_TEXTAUSZUG_
====================

(Rom) Zum Pontifikat der Gesten paßt die Schlagzeile der New York Times vom 14. April: „Auf der Suche nach Sichtbarkeit hat die vom Papst eingesetzte Kommission gegen den sexuellen Mißbrauch von Minderjährigen einen neuen Sitz“.
Papst Franziskus habe der Plan „gefallen“, wie P. Andrew Small OMI, der Sekretär pro tempore der Päpstlichen Kinderschutzkommission, berichtete, nachdem ihn Franziskus im März in Audienz empfangen hatte. Smalls Vorgänger war 2021 etwas abrupt aus seinem Amt abberufen worden.
Als die Kommission 2014 von Franziskus ernannt wurde, war sie in einer ehemaligen Vatikanresidenz in der Nähe von Santa Marta untergebracht. Damals wurde diese räumliche Nähe als Zeichen einer starken Position dieser Kommission gesehen und als Signal, daß der Heilige Stuhl „ernst“ mache mit der Päderastenbekämpfung.
Bald stellte sich jedoch heraus, daß in der Welt der Gesten viel Schein ist. Die Kommission existiert, tagt und produziert Stellungnahmen, doch einen wirklichen Einfluß erlangte sie nicht. Die Arbeit wuchs allerdings an und damit wurde auch die Raumsituation prekärer. Man sei wie „Beduinen“ ständig auf der Suche nach momentanen Raumlösungen gewesen, wird P. Small von Jason Horowitz in der NYT zitiert.

====================

_VORLIEGENDE DATEN_
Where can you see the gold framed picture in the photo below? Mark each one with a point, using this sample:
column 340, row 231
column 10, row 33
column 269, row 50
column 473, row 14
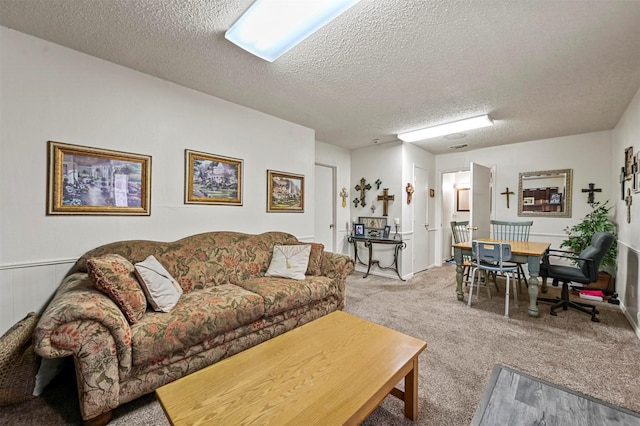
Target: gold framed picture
column 83, row 180
column 212, row 179
column 285, row 192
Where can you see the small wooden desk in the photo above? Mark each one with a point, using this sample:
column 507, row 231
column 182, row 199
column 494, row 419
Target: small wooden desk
column 521, row 251
column 332, row 371
column 369, row 242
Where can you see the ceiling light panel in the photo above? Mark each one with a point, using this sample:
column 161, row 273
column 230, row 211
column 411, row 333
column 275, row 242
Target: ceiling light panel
column 447, row 129
column 269, row 28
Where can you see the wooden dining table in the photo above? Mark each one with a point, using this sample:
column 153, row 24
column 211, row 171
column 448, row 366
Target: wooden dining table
column 529, row 252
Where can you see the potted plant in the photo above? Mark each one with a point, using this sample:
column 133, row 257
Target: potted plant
column 579, row 238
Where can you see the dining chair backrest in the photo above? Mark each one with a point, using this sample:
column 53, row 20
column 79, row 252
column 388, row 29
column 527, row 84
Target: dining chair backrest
column 513, row 231
column 491, row 252
column 460, row 231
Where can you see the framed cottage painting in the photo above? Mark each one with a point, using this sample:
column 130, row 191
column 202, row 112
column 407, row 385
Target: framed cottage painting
column 93, row 181
column 285, row 192
column 212, row 179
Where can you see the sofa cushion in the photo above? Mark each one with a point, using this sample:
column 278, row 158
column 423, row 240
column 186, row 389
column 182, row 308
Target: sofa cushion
column 114, row 275
column 315, row 259
column 283, row 294
column 198, row 316
column 289, row 261
column 161, row 289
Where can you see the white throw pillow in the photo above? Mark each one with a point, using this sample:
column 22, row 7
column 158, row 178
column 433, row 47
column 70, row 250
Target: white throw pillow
column 289, row 261
column 163, row 292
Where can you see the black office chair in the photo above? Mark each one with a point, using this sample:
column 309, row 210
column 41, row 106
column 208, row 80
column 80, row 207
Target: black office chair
column 585, row 273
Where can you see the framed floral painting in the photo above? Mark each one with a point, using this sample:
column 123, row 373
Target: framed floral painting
column 212, row 179
column 285, row 192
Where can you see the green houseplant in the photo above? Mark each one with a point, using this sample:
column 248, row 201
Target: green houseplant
column 598, row 220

====================

_AUFGABEN_
**A)** Beantworte anhand des Textauszugs diese Fragen:
(i) In welchem Jahr ernannte Franziskus die Kommission?
(ii) Welches Amt bekleidet P. Andrew Small OMI?
(iii) Mit welchem Wort vergleicht P. Small laut der NYT die Mitarbeiter der Kommission bei ihrer ständigen Suche nach Raumlösungen?
**B)** Bearbeite die Einträge, beginnend mit der Zeile mit „Where can you see the sofa“ und weiter bis einschließlich der Zeile mit „column 163, row 292“. Ersetze dabei „white throw pillow“ durch „white decorative pillow“, und gib nur diese Zeilen ansonsten unverändert wieder.

_LÖSUNGEN_
**A)**
(i) 2014
(ii) Er ist Sekretär pro tempore der Päpstlichen Kinderschutzkommission.
(iii) „Beduinen“

**B)**
Where can you see the sofa cushion in the photo above? Mark each one with a point, using this sample:
column 278, row 158
column 423, row 240
column 186, row 389
column 182, row 308
Target: sofa cushion
column 114, row 275
column 315, row 259
column 283, row 294
column 198, row 316
column 289, row 261
column 161, row 289
Where can you see the white decorative pillow in the photo above? Mark each one with a point, using this sample:
column 22, row 7
column 158, row 178
column 433, row 47
column 70, row 250
Target: white decorative pillow
column 289, row 261
column 163, row 292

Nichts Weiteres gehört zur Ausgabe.